| Directions for this task |
Exactly the lines from the one containing "Target: muddy water" through the end of the entries, both ends included, are to be output.

(Given data Opens)

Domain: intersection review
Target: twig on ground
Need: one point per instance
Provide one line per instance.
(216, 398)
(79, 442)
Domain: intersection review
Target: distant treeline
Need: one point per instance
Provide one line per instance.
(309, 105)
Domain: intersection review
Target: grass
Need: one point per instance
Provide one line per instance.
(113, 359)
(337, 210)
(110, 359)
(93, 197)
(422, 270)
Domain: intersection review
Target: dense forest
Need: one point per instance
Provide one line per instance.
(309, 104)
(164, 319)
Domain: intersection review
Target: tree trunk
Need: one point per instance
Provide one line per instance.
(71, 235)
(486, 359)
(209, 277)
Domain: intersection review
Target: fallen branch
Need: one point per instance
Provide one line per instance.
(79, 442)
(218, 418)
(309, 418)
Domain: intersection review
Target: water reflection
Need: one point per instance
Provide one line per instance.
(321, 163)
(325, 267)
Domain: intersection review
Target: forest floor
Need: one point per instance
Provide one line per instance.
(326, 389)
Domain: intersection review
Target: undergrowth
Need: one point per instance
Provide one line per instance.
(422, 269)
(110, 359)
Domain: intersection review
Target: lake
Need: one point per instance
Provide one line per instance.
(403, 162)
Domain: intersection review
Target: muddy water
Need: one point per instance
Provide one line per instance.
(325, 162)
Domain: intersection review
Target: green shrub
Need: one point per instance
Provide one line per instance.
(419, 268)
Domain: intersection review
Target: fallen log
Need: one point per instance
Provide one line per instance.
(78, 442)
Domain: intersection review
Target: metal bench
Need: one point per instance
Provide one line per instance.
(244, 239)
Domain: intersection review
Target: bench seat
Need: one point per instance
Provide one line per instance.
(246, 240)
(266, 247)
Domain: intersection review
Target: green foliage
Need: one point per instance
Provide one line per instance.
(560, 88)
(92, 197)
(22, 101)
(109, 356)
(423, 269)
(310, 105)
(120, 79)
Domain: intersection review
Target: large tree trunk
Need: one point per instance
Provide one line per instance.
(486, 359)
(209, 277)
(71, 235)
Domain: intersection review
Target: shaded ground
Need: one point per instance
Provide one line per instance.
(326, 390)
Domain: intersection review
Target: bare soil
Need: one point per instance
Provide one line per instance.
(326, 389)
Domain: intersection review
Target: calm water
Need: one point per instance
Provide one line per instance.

(Given data Closes)

| Response box |
Target: muddy water
Need: one point per instance
Provide one line per instance.
(325, 162)
Domain: intersection review
Target: green shrub
Need: one point per instance
Provide one line per instance.
(419, 268)
Domain: intersection review
Target: fallen log
Need: one point per instance
Provide one line per instance.
(78, 442)
Domain: intersection review
Target: metal bench
Need: one point per instance
Provide one line per instance.
(244, 239)
Domain: intersection review
Target: bench seat
Need: one point per instance
Provide one line per instance.
(246, 240)
(266, 247)
Domain: intersection review
Target: green foliage
Need: one point per instance
Provide one line per instance.
(560, 88)
(92, 197)
(22, 101)
(109, 356)
(423, 269)
(310, 105)
(120, 79)
Domain: intersection review
Target: large tree trunk
Need: one point per instance
Provide one line per instance.
(486, 359)
(209, 277)
(71, 235)
Domain: intersection review
Target: shaded ground
Need: one point per instance
Provide one line per instance.
(326, 390)
Domain: intersection review
Target: bare soil
Need: one point per instance
Provide one line per instance.
(326, 389)
Domain: intersection review
Target: calm water
Need: one point per instance
Provide one line per instance.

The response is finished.